**Given exercise:**
Turn the listing below into a two-column CSV headed instruction and points, with one row for each instruction and its answer beside it. Quote every field and replace any line breaks with spaces.

**Source data:**
— Start —
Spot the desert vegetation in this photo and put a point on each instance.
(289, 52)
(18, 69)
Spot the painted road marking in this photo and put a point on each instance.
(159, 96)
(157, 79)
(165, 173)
— End —
**Answer for this exercise:**
instruction,points
"Spot the desert vegetation in this photo and put a point on each instance.","(289, 52) (18, 69)"
"Spot the painted road marking in this photo and put a point on each instance.","(159, 96) (157, 79) (165, 173)"